Extract, verbatim, all lines starting at the one containing "Annotate each instance of the green moss" and ending with the final line of the listing, and no others.

(Stored dataset items)
========

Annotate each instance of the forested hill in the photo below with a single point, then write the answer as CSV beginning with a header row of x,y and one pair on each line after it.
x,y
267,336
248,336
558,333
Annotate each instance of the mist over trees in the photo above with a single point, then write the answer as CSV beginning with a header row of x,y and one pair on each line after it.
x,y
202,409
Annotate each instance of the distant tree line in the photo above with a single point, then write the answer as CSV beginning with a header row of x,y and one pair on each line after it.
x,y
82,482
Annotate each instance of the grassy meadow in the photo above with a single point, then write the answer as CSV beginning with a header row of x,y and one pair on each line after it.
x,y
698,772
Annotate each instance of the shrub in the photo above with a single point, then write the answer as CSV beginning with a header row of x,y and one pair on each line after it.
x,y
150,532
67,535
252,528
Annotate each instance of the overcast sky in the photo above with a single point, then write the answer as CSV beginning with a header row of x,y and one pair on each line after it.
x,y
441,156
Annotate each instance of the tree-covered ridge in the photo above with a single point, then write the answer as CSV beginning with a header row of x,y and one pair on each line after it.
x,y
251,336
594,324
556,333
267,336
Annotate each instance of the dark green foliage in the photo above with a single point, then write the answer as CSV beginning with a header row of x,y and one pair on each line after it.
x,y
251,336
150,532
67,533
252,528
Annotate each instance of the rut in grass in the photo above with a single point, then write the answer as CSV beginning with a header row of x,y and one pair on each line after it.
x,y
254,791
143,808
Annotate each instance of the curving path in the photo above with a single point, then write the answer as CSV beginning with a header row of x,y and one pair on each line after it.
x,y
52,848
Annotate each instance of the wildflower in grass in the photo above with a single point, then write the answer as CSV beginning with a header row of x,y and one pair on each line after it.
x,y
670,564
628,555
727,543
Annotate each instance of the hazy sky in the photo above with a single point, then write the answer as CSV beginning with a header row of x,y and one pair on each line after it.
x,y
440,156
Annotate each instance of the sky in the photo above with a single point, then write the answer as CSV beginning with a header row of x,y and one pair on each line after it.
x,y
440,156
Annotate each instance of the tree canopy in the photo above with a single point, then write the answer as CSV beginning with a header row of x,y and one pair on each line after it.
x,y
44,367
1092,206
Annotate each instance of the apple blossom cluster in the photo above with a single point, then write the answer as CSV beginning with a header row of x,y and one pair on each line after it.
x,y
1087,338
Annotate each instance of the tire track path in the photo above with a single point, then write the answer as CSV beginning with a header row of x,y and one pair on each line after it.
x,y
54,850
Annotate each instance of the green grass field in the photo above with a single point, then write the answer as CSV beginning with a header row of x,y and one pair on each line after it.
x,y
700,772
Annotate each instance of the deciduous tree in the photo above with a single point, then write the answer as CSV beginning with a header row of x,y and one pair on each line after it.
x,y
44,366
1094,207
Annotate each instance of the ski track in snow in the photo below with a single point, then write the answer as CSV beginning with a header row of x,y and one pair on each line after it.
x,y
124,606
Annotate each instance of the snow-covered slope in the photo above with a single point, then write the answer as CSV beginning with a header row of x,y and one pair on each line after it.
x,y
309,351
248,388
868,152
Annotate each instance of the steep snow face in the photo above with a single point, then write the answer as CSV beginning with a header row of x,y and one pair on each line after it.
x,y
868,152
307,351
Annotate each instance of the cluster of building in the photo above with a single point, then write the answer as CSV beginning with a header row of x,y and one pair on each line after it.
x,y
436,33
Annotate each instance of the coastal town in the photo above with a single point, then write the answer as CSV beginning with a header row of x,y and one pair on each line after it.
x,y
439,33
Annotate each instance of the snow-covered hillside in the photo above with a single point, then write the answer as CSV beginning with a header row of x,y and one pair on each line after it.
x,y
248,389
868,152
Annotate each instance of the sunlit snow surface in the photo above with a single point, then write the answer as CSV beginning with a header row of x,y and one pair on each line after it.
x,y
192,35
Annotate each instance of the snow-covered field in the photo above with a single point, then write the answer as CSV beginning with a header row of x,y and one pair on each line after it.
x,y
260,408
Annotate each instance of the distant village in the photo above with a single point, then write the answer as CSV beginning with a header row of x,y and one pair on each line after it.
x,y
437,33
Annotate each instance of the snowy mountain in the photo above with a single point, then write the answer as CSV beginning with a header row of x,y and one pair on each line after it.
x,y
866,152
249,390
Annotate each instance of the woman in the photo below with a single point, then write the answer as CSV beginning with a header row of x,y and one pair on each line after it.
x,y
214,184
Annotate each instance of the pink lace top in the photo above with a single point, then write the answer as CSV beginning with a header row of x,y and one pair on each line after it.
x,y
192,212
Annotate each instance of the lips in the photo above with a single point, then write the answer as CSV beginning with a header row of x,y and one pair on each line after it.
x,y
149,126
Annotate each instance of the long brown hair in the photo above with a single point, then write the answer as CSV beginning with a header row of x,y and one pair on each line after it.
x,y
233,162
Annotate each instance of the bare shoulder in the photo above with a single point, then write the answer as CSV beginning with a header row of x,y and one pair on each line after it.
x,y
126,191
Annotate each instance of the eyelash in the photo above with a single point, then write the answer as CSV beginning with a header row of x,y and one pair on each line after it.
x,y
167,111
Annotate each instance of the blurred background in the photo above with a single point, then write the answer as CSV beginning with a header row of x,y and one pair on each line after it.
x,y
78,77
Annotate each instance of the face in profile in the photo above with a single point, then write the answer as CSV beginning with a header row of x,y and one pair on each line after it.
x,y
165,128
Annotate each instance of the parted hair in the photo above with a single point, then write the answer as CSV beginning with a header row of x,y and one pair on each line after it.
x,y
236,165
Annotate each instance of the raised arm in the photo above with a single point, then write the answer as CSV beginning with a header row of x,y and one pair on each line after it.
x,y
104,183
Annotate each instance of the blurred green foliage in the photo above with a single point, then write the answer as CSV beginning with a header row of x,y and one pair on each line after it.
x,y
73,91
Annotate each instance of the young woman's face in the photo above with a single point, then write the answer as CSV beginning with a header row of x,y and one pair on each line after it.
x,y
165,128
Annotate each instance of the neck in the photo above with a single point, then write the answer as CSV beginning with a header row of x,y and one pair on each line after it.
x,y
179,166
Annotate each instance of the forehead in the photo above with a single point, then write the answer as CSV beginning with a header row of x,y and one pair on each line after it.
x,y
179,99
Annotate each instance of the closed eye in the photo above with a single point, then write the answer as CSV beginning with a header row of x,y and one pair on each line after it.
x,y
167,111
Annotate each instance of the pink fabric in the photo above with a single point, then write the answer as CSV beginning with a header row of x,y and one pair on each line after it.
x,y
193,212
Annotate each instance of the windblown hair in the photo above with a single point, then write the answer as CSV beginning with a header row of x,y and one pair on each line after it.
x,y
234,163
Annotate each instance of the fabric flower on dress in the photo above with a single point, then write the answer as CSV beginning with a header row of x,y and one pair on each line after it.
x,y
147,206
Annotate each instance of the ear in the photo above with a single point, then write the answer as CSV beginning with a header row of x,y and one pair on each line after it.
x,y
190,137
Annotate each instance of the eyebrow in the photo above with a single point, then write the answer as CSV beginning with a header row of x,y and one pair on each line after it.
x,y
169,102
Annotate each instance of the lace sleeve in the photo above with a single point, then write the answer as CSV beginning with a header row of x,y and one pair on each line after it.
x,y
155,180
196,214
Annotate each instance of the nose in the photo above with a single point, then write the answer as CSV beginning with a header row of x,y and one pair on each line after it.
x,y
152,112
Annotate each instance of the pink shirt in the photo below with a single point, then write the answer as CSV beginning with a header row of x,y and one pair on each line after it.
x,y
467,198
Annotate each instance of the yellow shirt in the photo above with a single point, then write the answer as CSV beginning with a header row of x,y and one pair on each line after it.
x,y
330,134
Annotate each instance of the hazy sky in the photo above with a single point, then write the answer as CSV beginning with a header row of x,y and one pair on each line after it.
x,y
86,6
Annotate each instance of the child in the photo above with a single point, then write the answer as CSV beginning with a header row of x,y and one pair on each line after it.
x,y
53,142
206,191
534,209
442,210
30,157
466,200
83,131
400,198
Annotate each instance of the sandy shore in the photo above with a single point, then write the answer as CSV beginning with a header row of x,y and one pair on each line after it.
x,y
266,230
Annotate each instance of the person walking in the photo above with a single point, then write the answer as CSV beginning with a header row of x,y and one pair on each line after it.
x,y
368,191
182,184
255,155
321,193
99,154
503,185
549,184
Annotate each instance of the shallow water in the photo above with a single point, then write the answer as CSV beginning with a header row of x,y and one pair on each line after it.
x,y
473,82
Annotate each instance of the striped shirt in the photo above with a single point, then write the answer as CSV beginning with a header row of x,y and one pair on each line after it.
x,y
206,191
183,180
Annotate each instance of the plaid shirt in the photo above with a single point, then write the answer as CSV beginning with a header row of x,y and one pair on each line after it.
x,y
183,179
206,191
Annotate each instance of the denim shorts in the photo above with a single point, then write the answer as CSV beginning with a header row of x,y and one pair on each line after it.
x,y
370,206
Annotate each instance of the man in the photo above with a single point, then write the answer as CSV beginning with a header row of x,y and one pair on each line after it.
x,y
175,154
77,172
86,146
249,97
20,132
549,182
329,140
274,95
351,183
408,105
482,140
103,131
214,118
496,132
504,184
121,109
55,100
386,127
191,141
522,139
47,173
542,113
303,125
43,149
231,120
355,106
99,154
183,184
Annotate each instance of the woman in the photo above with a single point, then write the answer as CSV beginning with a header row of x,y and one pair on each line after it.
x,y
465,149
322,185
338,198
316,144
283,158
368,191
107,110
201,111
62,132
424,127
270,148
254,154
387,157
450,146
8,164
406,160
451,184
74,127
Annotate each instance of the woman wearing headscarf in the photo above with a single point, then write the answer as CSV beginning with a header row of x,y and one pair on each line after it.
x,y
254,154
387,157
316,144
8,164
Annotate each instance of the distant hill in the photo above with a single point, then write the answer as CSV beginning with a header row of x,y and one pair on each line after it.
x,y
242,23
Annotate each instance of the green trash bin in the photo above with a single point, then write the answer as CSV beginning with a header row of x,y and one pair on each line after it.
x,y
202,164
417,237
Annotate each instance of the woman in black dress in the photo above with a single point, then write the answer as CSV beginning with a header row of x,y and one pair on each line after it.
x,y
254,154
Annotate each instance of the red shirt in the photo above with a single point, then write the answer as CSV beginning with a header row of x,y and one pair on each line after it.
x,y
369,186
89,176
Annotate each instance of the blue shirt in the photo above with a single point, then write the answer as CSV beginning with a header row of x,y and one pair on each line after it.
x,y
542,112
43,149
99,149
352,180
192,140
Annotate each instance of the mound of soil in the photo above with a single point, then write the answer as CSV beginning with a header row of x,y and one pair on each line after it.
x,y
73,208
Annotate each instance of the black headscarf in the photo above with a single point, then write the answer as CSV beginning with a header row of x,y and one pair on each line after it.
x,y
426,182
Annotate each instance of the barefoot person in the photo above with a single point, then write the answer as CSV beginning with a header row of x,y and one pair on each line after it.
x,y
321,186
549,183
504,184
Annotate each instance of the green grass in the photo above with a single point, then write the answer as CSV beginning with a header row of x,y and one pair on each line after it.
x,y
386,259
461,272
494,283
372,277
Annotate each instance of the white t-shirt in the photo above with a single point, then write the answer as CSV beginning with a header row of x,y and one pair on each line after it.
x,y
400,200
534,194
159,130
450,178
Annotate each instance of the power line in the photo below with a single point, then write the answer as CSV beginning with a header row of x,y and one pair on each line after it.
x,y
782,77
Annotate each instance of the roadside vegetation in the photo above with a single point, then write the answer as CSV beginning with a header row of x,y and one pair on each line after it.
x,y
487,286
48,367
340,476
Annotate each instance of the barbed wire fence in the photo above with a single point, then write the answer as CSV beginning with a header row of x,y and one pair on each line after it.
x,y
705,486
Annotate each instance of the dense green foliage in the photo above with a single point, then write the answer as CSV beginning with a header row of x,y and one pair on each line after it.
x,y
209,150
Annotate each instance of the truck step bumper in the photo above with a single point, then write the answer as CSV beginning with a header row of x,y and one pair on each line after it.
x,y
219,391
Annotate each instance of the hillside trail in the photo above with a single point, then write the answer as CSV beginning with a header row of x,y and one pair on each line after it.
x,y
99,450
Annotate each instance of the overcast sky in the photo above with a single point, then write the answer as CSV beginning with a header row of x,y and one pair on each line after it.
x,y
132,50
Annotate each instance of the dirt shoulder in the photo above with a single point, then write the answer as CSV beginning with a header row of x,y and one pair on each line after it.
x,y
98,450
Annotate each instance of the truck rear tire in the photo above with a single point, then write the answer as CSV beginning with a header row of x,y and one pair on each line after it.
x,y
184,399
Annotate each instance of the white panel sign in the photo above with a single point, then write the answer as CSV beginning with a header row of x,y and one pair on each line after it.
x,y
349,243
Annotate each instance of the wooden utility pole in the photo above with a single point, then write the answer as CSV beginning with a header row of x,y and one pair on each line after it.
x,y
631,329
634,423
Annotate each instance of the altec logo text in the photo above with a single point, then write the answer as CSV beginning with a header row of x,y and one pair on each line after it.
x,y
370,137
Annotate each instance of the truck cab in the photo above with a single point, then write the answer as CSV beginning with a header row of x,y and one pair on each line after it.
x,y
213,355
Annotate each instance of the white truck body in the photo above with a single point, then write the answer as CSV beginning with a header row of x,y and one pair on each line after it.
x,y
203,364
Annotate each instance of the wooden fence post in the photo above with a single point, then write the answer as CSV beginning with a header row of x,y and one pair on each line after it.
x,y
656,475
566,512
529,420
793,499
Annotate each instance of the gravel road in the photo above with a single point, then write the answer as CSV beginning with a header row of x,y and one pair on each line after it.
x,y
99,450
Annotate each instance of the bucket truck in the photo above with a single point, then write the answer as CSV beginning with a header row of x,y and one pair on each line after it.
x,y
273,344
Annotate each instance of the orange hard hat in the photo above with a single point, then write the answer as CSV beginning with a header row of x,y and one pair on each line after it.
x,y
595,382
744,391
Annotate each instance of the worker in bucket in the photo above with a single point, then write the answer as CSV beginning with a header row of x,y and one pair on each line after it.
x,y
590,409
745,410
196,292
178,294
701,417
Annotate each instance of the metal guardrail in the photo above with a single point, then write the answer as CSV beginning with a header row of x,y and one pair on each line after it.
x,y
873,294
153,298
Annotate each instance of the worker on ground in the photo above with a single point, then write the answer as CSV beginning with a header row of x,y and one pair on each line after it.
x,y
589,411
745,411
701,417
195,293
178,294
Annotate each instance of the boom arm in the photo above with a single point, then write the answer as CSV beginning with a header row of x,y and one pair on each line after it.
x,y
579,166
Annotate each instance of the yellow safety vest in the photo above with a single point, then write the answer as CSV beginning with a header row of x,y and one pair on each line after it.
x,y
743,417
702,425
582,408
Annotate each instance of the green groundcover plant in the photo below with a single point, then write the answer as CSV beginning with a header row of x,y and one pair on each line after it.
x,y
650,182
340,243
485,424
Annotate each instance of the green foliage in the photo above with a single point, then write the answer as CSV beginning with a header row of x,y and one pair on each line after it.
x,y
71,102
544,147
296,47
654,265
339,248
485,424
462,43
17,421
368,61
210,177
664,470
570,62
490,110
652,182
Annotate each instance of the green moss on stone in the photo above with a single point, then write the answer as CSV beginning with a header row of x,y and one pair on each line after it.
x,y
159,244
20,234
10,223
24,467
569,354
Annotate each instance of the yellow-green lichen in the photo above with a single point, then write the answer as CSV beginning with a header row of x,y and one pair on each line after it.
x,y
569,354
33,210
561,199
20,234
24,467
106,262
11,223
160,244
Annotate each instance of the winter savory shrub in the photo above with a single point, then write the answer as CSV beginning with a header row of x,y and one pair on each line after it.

========

## EXERCISE SOLUTION
Annotate each instance of the green moss on stone in the photo above with a single point, then write the answer as CSV beginning with a header row of x,y and one pair on each line after it.
x,y
159,244
20,234
10,223
24,467
569,354
Annotate each instance of the yellow-green lichen in the photo above with a single point, then write the answer as CSV beginning with a header row of x,y and one pair on each line after it.
x,y
569,354
33,210
561,199
20,234
24,467
106,262
11,223
160,244
Annotate each instance of the winter savory shrub in the photo above with a single point, then write the answer as CSV beginning with a header row of x,y and one pair on each line after it.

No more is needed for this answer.